Report how many lines in the rows below contain the string "graduation", and give only that number.
··········
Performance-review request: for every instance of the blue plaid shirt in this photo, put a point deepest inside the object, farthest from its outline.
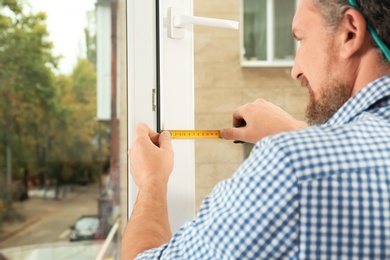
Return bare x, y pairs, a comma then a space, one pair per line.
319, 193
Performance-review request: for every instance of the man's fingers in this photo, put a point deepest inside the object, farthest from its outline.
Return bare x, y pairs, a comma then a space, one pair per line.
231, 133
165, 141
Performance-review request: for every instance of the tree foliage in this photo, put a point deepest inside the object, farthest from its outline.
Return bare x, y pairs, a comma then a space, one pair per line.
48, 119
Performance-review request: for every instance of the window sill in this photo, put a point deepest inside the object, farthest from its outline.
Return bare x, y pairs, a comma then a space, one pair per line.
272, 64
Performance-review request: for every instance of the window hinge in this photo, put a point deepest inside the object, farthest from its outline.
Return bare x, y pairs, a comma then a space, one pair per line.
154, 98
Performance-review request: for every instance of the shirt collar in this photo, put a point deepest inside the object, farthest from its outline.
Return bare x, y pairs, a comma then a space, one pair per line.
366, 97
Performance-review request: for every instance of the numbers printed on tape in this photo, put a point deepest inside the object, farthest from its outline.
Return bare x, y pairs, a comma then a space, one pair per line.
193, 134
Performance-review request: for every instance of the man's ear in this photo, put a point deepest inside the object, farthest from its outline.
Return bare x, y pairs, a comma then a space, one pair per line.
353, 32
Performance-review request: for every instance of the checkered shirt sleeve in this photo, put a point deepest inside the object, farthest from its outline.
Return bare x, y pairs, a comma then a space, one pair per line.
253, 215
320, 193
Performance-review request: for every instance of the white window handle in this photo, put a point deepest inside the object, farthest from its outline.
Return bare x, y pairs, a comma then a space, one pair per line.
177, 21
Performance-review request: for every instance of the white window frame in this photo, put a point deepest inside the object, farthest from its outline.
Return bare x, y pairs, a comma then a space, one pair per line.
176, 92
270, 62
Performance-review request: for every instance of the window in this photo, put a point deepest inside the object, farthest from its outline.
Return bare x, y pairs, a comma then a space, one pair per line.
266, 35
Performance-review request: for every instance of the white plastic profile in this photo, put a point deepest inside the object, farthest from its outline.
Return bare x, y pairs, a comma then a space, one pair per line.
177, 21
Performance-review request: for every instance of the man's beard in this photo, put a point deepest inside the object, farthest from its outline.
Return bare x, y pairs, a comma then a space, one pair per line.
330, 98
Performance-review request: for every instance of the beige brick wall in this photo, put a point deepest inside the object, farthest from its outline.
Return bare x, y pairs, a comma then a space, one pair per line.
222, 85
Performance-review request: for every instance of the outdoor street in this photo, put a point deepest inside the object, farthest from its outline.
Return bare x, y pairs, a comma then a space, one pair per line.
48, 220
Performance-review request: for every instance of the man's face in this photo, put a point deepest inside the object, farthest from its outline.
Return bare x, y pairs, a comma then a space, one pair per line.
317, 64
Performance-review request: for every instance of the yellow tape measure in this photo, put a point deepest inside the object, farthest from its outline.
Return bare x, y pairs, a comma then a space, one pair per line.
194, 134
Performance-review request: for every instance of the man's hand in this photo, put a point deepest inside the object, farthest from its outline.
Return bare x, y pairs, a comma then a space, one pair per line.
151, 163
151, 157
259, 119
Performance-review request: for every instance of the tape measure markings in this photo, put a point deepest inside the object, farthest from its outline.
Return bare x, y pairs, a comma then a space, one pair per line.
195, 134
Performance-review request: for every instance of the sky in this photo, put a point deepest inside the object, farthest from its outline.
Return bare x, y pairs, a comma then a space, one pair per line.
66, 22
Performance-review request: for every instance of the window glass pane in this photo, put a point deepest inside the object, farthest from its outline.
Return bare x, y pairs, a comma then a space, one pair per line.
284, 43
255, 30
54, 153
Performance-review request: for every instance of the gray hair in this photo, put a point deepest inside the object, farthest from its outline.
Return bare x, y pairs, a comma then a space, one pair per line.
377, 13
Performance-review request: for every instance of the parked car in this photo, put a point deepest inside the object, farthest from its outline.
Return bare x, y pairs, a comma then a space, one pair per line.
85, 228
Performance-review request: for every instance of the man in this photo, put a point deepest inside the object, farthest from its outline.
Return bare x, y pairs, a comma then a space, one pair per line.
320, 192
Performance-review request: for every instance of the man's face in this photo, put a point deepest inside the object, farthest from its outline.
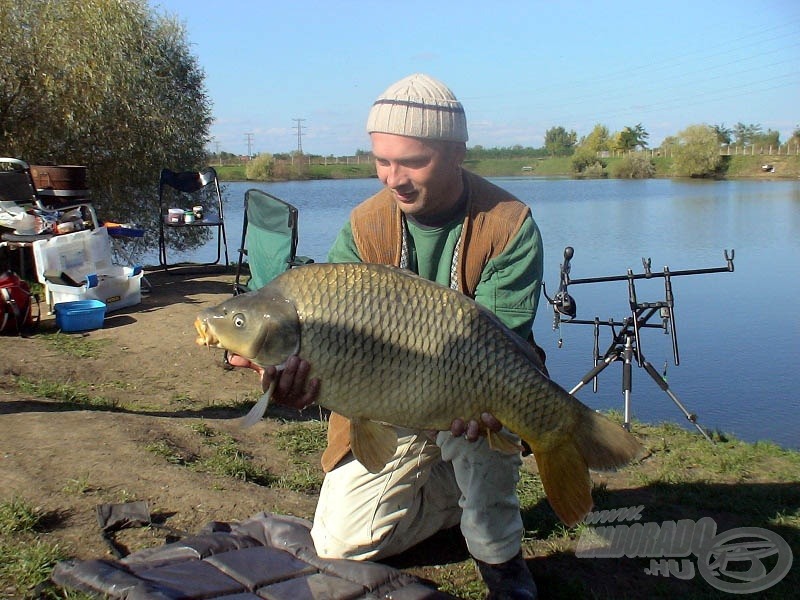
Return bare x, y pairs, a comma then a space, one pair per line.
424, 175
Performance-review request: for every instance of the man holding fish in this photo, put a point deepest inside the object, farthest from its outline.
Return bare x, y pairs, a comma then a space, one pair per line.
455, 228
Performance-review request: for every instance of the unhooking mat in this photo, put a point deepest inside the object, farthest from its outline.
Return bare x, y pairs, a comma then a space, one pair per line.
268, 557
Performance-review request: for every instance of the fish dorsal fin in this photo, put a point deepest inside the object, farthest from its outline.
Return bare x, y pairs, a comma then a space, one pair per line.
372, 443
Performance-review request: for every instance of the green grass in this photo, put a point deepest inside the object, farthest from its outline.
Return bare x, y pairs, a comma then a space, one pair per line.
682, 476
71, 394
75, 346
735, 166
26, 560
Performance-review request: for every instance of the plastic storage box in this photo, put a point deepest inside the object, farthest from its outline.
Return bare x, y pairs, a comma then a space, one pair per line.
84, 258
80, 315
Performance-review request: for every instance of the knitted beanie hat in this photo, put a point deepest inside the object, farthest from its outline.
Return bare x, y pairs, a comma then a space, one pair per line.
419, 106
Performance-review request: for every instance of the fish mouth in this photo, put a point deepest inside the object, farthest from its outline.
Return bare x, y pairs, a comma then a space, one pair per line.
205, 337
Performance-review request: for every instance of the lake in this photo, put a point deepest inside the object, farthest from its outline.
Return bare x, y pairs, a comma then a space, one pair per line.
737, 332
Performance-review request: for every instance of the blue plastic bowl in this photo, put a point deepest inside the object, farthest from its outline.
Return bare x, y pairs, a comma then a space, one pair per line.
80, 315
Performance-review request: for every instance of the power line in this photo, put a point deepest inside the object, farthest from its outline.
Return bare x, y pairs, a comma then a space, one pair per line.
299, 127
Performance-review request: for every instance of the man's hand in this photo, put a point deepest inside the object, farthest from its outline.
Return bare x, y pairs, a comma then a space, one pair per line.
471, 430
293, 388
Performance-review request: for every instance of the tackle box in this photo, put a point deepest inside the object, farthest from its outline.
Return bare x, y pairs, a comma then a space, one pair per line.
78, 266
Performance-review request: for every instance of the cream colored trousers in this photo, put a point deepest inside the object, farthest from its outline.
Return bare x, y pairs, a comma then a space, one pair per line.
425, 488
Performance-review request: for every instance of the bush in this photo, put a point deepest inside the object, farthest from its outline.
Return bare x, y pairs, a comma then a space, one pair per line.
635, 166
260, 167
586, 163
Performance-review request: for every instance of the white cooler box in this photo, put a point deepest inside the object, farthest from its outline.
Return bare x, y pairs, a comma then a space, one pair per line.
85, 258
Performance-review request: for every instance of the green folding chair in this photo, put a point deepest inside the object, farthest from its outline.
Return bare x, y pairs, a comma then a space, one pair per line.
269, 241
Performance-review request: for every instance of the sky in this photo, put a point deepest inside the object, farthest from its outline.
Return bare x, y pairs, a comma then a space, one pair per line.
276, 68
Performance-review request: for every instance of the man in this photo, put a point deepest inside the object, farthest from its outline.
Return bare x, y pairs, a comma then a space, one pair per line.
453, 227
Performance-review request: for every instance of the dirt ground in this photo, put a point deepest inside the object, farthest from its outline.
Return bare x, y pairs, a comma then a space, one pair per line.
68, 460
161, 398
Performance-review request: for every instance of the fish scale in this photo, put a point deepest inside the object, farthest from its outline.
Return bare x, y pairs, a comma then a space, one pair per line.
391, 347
··········
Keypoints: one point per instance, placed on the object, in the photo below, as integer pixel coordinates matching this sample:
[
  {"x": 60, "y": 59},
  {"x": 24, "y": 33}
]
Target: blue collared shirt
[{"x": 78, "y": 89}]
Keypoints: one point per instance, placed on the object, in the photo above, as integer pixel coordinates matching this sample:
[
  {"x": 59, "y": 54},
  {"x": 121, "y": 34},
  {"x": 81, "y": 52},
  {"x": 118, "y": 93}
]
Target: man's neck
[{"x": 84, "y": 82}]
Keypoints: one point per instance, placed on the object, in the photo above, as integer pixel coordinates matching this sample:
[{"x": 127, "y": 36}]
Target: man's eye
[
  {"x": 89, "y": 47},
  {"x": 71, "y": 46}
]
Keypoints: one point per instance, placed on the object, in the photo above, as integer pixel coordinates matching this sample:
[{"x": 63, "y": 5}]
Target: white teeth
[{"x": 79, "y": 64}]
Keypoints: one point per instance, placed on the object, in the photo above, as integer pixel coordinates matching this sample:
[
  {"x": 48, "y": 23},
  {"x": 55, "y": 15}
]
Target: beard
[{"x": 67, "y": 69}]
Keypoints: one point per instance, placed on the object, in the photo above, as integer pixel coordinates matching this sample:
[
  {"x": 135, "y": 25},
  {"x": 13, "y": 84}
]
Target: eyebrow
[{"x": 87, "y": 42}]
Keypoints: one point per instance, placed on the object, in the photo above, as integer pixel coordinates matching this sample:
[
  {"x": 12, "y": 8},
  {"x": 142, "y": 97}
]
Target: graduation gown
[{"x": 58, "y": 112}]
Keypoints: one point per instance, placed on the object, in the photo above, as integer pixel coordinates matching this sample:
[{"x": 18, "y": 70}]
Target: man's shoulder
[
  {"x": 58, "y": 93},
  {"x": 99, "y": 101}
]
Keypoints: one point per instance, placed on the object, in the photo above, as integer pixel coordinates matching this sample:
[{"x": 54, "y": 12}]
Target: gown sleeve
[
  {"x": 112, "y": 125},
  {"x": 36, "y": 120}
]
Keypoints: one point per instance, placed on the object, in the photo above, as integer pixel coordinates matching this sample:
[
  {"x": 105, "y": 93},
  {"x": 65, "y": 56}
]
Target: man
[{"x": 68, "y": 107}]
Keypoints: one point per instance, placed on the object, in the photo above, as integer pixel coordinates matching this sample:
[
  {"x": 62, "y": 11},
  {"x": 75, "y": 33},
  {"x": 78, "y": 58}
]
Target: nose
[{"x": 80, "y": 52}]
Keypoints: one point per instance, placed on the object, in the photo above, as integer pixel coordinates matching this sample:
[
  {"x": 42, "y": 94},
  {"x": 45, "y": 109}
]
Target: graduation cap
··········
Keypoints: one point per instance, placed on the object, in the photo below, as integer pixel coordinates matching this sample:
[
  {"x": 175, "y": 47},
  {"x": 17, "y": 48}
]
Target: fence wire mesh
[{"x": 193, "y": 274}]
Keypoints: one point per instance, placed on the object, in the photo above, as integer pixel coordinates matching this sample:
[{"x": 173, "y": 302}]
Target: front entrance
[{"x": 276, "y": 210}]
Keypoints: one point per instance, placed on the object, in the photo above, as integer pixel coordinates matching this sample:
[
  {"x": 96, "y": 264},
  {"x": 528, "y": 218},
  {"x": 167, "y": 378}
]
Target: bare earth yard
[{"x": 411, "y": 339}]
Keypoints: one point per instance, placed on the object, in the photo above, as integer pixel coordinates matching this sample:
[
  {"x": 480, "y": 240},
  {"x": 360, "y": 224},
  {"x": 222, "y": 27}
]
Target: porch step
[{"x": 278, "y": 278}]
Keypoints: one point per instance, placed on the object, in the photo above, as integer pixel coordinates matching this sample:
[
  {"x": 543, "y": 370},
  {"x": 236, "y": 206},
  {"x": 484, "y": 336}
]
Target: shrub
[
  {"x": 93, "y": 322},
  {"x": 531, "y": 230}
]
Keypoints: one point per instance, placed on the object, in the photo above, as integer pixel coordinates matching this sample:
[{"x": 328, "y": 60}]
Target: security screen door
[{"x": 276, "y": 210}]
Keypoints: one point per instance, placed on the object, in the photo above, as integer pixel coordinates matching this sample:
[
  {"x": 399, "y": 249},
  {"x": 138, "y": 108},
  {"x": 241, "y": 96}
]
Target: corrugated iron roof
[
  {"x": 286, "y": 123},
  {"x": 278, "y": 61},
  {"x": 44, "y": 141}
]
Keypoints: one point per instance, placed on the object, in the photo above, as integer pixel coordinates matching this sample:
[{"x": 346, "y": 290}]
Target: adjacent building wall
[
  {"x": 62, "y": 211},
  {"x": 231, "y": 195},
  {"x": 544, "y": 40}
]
··········
# RESPONSE FOR THIS EXERCISE
2